* Input material *
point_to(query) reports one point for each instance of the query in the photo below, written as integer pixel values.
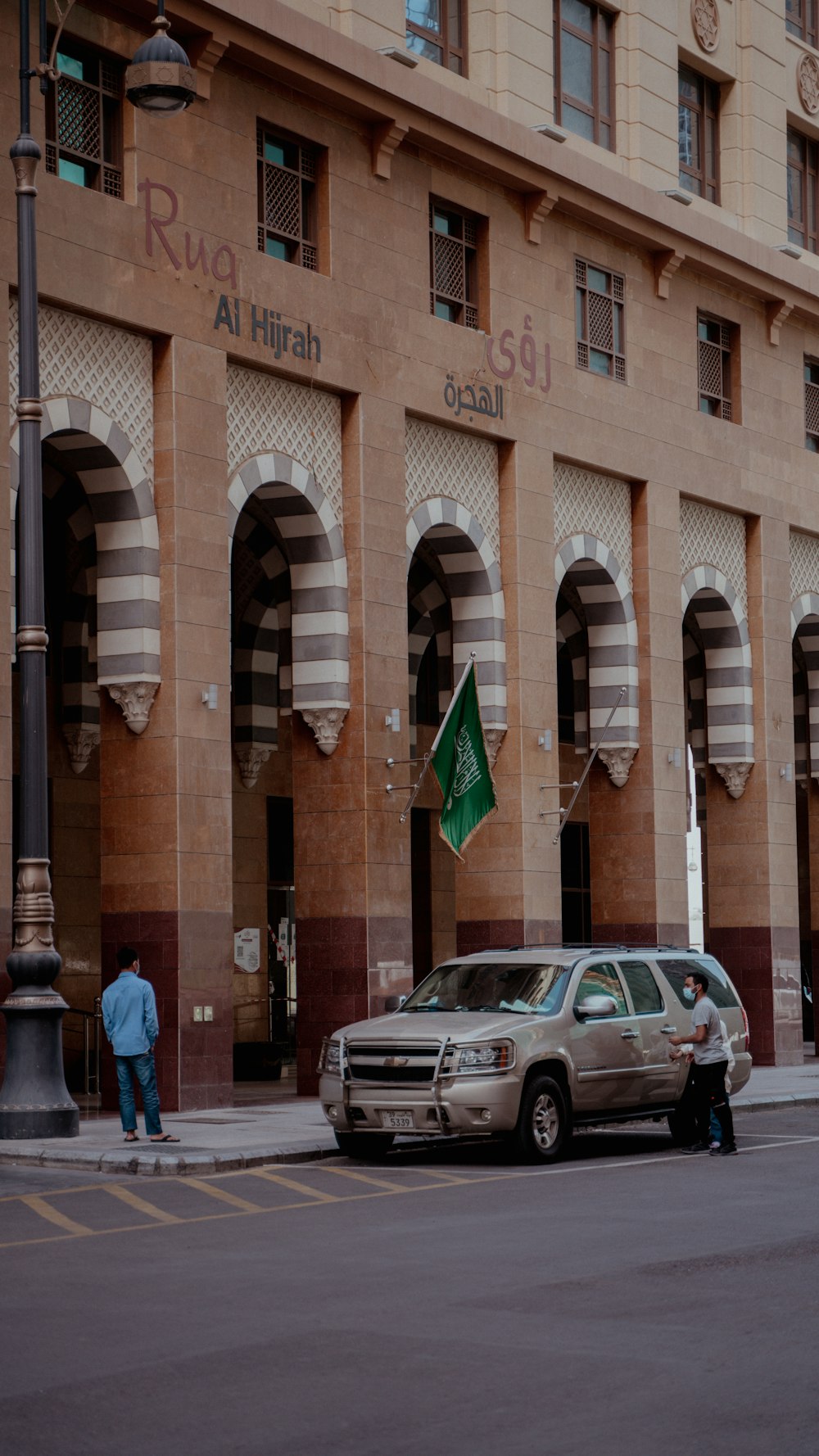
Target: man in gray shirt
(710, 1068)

==

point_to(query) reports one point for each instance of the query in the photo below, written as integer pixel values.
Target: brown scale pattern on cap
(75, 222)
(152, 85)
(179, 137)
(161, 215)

* Your objective *
Count the lines in the rows above that contain the string "Target". Reply with the number only.

* Solution to this problem *
2